Things to do
A - Rewrite the part of the FireSim-NVDLA guide between "To work with" and "rest of instructions.", inclusive, changing "single-node simulation" to "one-node simulation".
B - According to the FireSim-NVDLA guide, which Amazon cloud instance does FireSim-NVDLA run on?

Document section
— START —

FireSim-NVDLA: NVDLA Integrated with Rocket Chip SoC on FireSim

FireSim-NVDLA is a fork of the FireSim FPGA-accelerated full-system simulator which we have integrated NVIDIA Deep Learning Accelerator (NVDLA) into. FireSim-NVDLA runs on the Amazon FPGA cloud (EC2 F1 instance). The figure below shows the overview of FireSim-NVDLA:

Using FireSim
Running YOLOv3 on NVDLA
Building Your Own Hardware
RTL Simulation (MIDAS-Level)
Questions and Reporting Bugs
EMC² Workshop Paper

Using FireSim

To work with FireSim-NVDLA, first, you need to learn how to use FireSim. Once you learned that, simulating NVDLA is going to be very easy. We recommend following the steps in the FireSim documentation (v1.5.0) to set up the simulator and run a single-node simulation. The only difference is you use the URL of this repository when cloning FireSim in "Setting up the FireSim Repo":

git clone https://github.com/CSL-KU/firesim-nvdla
cd firesim-nvdla
./build-setup.sh fast

Once you successfully run a single-node simulation, come back to this guide and follow the rest of instructions.

— END —

Data segment

— START —

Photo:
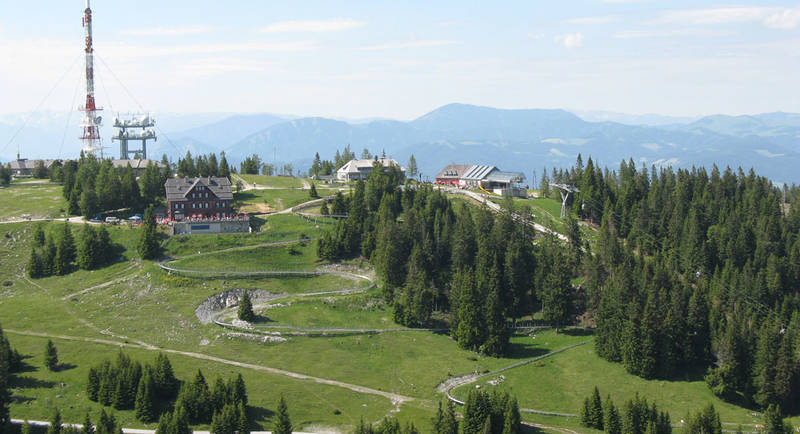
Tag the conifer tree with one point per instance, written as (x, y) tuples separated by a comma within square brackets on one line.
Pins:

— END —

Task-by-task solutions
A -
To work with FireSim-NVDLA, first, you need to learn how to use FireSim. Once you learned that, simulating NVDLA is going to be very easy. We recommend following the steps in the FireSim documentation (v1.5.0) to set up the simulator and run a one-node simulation. The only difference is you use the URL of this repository when cloning FireSim in "Setting up the FireSim Repo":

git clone https://github.com/CSL-KU/firesim-nvdla
cd firesim-nvdla
./build-setup.sh fast

Once you successfully run a one-node simulation, come back to this guide and follow the rest of instructions.

B - It runs on the Amazon FPGA cloud, on the EC2 F1 instance.